List every line in the listing below that contains the word "small".

· · · · ·

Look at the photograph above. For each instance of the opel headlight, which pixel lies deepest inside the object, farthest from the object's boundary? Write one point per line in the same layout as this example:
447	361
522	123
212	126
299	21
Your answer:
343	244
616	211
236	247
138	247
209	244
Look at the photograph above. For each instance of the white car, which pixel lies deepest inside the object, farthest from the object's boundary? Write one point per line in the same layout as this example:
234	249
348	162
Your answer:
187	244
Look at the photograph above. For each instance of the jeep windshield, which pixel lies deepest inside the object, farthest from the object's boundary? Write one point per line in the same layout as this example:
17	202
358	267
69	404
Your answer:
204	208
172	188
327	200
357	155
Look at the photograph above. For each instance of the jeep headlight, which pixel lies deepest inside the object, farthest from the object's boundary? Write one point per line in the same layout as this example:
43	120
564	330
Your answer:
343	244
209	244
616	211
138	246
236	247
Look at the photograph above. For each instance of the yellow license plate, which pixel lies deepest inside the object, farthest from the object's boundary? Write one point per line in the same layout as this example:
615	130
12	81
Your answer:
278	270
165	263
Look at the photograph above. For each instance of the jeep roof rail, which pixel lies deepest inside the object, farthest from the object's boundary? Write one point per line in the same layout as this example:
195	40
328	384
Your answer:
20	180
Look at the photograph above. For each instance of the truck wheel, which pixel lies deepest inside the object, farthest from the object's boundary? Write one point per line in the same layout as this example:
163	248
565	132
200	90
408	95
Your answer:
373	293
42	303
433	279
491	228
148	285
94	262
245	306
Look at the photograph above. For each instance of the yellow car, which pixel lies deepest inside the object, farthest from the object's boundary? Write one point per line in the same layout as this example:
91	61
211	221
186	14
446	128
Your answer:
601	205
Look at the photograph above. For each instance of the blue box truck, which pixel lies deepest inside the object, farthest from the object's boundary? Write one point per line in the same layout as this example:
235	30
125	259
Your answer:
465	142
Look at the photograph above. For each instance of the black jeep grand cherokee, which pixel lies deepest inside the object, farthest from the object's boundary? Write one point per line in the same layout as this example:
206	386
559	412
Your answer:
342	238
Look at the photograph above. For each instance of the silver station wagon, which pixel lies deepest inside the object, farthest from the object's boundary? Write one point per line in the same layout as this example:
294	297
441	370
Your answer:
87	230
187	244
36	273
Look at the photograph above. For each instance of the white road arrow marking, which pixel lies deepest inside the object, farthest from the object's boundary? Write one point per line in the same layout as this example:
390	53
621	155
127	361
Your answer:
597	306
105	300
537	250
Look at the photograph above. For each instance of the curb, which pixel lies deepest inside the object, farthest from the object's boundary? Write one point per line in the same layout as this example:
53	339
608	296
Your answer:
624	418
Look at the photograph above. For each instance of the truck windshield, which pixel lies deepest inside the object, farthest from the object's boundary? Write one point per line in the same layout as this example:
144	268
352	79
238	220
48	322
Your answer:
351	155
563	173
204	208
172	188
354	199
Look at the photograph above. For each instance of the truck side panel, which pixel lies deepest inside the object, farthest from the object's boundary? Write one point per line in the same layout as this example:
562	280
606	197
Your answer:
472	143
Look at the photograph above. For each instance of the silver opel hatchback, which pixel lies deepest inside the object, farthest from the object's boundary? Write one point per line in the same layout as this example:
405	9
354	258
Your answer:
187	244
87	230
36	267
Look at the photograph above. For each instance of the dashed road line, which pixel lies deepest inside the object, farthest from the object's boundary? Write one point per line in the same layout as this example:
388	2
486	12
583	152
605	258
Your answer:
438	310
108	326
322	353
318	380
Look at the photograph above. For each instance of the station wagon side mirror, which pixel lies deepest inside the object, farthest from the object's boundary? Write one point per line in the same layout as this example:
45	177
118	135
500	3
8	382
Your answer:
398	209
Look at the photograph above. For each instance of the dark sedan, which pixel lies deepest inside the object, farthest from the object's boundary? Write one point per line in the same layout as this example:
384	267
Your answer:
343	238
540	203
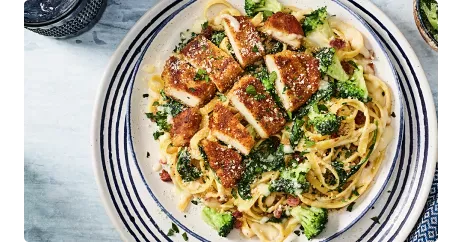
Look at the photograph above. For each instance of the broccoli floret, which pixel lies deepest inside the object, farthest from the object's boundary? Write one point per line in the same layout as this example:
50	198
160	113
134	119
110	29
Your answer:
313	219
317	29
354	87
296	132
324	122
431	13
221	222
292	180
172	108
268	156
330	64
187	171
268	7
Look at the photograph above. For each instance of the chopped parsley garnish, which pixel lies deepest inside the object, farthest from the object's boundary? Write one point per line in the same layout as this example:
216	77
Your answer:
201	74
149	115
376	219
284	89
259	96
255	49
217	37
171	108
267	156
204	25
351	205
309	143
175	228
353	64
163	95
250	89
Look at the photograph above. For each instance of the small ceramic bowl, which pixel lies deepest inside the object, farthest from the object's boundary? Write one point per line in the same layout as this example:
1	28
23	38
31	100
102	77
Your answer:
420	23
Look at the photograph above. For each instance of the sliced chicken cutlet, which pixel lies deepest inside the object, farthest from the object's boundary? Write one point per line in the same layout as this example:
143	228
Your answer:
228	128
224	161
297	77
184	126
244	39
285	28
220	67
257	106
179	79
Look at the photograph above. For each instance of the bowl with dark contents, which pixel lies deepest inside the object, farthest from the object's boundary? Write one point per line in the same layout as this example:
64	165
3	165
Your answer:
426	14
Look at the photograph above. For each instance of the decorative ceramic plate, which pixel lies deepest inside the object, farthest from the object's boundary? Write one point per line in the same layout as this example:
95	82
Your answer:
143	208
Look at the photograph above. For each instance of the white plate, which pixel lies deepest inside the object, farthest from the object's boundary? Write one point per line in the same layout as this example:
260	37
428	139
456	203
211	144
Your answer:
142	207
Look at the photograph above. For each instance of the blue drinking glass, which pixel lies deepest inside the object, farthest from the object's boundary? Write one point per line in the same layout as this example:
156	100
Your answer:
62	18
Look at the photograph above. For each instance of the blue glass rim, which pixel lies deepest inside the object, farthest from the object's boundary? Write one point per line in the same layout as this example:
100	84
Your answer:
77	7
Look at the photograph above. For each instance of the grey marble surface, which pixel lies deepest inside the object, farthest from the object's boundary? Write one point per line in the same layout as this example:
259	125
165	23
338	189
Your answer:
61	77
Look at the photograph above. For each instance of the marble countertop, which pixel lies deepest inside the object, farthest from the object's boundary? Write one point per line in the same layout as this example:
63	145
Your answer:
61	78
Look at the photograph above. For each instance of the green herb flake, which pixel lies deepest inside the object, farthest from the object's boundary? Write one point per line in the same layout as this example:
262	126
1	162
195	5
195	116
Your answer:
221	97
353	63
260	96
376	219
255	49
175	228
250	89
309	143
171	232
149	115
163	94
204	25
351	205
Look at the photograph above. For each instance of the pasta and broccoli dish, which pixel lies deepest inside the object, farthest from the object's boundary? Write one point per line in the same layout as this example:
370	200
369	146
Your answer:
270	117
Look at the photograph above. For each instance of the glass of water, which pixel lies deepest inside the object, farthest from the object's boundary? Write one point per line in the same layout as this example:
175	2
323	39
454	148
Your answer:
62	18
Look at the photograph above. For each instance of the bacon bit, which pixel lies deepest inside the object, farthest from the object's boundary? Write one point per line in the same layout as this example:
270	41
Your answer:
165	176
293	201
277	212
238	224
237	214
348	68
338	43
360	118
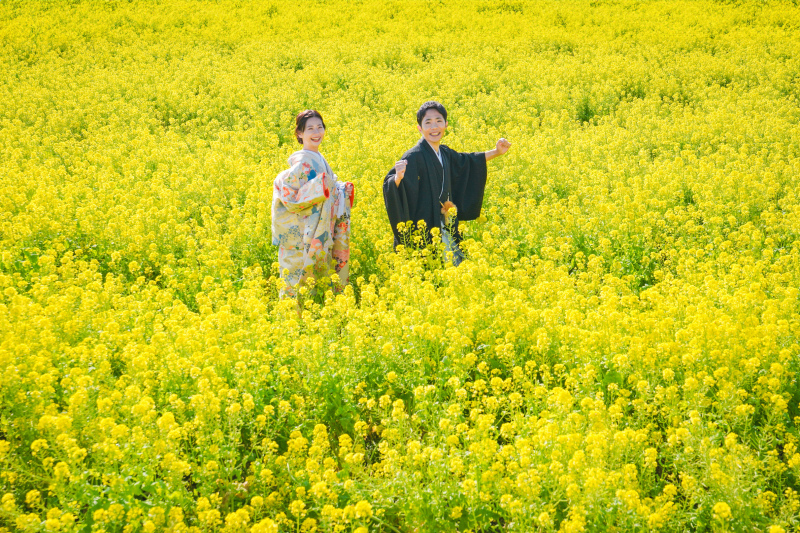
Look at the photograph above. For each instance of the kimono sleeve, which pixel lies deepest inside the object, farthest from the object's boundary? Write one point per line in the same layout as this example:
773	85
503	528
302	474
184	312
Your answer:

· · · · ·

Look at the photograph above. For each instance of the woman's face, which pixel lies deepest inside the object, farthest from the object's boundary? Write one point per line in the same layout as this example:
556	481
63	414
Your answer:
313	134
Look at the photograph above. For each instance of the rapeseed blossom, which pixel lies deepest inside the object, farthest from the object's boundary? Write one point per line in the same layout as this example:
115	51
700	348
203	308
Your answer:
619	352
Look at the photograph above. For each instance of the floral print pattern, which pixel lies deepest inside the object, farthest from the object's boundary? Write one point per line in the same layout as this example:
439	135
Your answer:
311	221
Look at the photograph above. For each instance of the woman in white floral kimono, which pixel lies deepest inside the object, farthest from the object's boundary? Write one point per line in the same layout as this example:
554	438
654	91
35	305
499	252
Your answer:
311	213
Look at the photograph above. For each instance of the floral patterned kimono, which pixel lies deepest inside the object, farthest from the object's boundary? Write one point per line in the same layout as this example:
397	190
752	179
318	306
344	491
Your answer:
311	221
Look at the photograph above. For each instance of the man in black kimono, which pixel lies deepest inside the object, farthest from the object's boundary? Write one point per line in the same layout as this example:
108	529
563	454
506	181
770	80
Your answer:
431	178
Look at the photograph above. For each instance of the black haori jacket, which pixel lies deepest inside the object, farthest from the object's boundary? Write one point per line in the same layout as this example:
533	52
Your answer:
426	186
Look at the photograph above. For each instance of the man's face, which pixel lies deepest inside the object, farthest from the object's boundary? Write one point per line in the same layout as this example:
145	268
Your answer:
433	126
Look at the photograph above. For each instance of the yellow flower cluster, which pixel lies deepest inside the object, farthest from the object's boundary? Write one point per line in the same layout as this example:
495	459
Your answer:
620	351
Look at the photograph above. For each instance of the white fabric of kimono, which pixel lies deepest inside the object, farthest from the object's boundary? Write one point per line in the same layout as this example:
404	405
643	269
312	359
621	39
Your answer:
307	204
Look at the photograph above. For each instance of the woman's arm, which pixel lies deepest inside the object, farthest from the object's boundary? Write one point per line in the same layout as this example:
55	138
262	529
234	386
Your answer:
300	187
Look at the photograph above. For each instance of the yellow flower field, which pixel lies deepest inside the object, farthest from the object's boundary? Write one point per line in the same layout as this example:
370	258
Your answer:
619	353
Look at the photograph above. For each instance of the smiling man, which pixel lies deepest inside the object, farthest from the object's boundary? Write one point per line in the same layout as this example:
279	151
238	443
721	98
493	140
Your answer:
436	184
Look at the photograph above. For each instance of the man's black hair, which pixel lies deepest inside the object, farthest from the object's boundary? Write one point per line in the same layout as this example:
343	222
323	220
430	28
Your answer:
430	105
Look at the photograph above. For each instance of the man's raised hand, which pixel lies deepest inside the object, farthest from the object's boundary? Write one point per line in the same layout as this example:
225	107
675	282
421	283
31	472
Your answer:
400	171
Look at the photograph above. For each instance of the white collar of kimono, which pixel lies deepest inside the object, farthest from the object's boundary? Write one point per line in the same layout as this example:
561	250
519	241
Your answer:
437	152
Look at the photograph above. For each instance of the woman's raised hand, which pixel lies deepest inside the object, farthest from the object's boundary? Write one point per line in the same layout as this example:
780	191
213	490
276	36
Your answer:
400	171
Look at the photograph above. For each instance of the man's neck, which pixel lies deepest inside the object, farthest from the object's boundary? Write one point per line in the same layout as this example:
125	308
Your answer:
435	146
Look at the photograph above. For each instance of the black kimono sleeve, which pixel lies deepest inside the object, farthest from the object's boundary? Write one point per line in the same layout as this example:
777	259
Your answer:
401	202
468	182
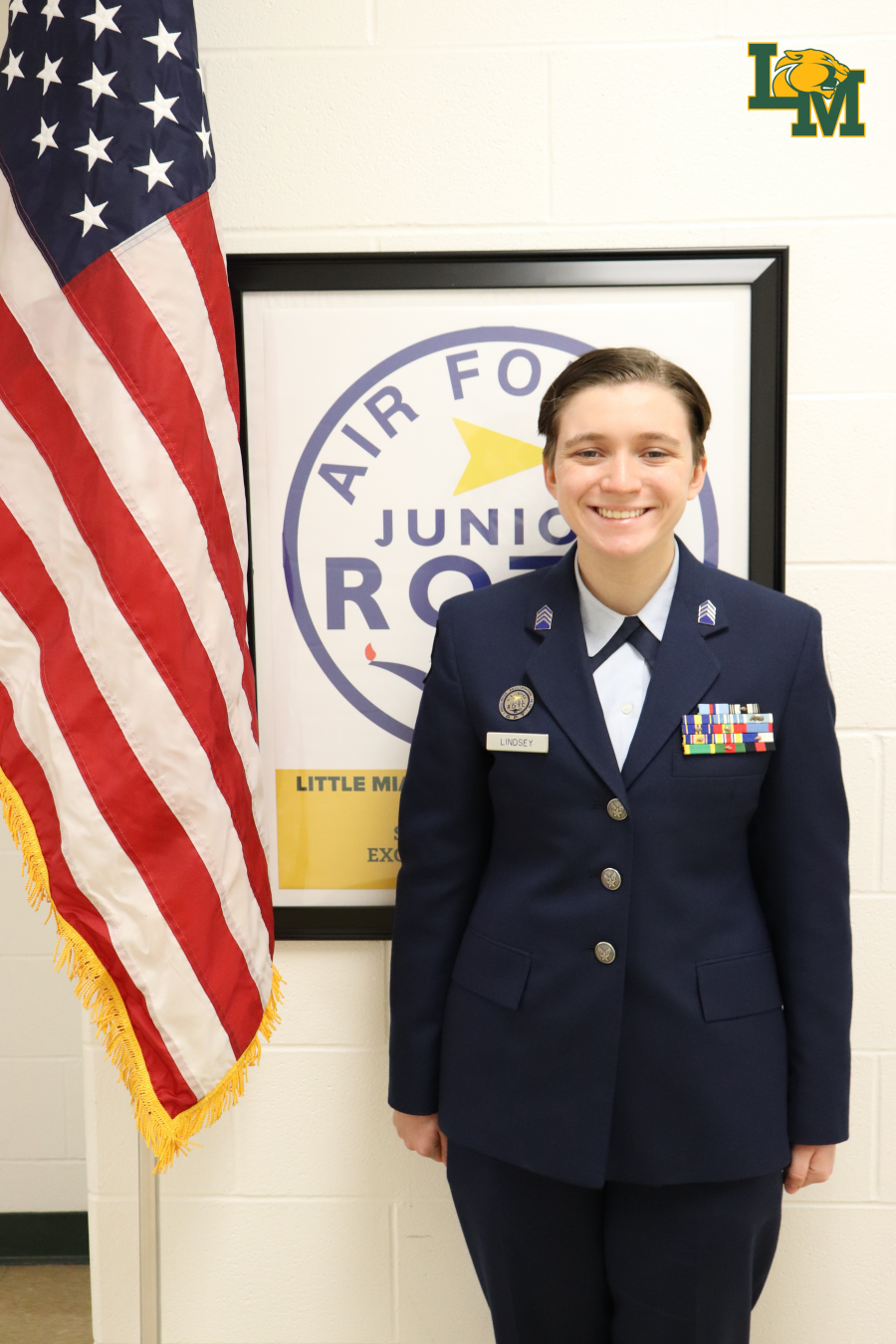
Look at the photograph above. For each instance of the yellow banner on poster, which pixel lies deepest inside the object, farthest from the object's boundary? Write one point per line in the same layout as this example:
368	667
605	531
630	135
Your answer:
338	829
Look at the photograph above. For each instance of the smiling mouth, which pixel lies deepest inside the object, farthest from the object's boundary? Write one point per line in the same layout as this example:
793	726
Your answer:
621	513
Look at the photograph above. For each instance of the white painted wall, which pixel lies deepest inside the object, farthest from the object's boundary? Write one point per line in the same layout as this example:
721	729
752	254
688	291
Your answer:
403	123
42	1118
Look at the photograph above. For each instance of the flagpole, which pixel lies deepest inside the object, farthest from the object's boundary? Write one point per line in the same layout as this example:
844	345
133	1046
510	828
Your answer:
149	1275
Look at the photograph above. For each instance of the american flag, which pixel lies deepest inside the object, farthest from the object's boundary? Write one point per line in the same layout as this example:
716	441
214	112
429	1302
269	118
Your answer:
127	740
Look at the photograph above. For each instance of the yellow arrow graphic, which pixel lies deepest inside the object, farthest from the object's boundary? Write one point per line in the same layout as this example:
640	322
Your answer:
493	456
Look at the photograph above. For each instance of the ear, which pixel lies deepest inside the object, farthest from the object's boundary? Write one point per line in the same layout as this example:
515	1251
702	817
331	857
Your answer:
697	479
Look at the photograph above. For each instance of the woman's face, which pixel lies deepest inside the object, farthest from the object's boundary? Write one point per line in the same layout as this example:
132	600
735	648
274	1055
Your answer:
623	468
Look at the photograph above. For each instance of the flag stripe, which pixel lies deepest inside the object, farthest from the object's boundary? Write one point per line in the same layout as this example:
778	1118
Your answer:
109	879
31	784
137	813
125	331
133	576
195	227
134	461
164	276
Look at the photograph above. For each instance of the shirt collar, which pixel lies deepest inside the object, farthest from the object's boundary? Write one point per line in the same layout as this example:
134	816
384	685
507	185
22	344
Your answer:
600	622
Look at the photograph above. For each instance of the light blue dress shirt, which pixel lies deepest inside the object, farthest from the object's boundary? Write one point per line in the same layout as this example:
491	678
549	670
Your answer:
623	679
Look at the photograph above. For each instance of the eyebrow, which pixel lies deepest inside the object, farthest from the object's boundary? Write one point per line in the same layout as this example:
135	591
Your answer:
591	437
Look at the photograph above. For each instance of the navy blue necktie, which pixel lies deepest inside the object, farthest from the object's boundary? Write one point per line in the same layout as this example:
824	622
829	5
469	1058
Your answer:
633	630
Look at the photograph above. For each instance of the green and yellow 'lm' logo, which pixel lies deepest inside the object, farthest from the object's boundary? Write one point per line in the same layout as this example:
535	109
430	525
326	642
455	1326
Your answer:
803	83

· · · · ·

Solution —
Look at the photograph above. For each instance of the small ceramic bowl, which pixel lies deepest inside the object, farthest from the object's boundary? Write one point per line in the same layout as this example:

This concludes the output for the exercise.